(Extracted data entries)
====

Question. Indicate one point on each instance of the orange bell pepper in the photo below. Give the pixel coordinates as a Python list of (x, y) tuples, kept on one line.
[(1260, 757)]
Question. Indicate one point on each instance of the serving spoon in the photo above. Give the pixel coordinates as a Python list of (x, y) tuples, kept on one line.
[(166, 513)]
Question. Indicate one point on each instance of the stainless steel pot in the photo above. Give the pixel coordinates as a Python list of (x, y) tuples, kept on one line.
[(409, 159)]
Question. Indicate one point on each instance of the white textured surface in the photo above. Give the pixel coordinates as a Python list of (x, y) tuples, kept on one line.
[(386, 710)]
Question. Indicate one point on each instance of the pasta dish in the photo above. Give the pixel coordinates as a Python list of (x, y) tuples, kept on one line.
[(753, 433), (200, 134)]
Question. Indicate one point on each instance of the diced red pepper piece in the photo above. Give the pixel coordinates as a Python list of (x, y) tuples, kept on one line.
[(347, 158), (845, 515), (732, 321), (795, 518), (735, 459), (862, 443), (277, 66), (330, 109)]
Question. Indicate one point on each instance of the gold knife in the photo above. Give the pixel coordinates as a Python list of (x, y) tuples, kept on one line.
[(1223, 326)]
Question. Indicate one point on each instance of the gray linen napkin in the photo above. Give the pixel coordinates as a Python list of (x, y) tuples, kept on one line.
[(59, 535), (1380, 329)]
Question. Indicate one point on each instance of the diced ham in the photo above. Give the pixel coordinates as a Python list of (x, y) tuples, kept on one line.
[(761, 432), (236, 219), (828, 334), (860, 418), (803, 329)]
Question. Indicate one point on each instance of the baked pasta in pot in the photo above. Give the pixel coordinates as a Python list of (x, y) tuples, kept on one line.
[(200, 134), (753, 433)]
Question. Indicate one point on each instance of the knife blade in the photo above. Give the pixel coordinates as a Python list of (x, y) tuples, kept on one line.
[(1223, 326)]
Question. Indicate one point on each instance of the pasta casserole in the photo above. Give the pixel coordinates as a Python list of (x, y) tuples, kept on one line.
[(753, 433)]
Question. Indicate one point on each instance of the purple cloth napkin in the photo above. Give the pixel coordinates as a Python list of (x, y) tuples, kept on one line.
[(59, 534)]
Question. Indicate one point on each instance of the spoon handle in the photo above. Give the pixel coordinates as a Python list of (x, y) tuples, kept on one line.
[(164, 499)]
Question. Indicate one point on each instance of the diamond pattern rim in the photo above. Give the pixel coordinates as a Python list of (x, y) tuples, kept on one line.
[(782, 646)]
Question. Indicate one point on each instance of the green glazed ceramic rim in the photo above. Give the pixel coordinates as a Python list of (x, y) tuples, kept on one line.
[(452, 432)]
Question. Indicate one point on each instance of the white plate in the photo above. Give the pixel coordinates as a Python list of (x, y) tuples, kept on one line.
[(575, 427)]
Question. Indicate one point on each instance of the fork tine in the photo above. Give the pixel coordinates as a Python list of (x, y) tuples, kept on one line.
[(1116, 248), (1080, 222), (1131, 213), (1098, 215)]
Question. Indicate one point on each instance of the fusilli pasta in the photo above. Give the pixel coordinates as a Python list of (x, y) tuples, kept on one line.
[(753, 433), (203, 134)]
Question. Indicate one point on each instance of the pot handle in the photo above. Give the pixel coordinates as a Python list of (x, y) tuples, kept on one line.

====

_What needs to be done_. In the records above, locate the line that contains "Question. Indicate one point on each instance of the white plate". Repeat it and every line after it, exactly, and nothing else.

_Problem solution_.
Question. Indicate one point on each instance of the white plate in the photo above. Give the pixel coordinates as a Python list of (x, y) tuples, kept on one line.
[(575, 427)]
Question. Indicate one point on each instance of the fork tine in the photo above. Give the pixel coordinates as a Python list of (x, y) tuples, kept on one line.
[(1116, 248), (1080, 222), (1131, 213), (1098, 215)]
Question. Indicate one point on each instance of the fusilli pasta in the photo above. Give the pixel coordinates as a Python list of (x, y) tuples, kept on one line.
[(753, 433), (203, 134)]
Question. Indicate one point on each instance of the pot handle in the photo above. Give the pixel coordinates as a Python list of (x, y) tuples, kept on one line.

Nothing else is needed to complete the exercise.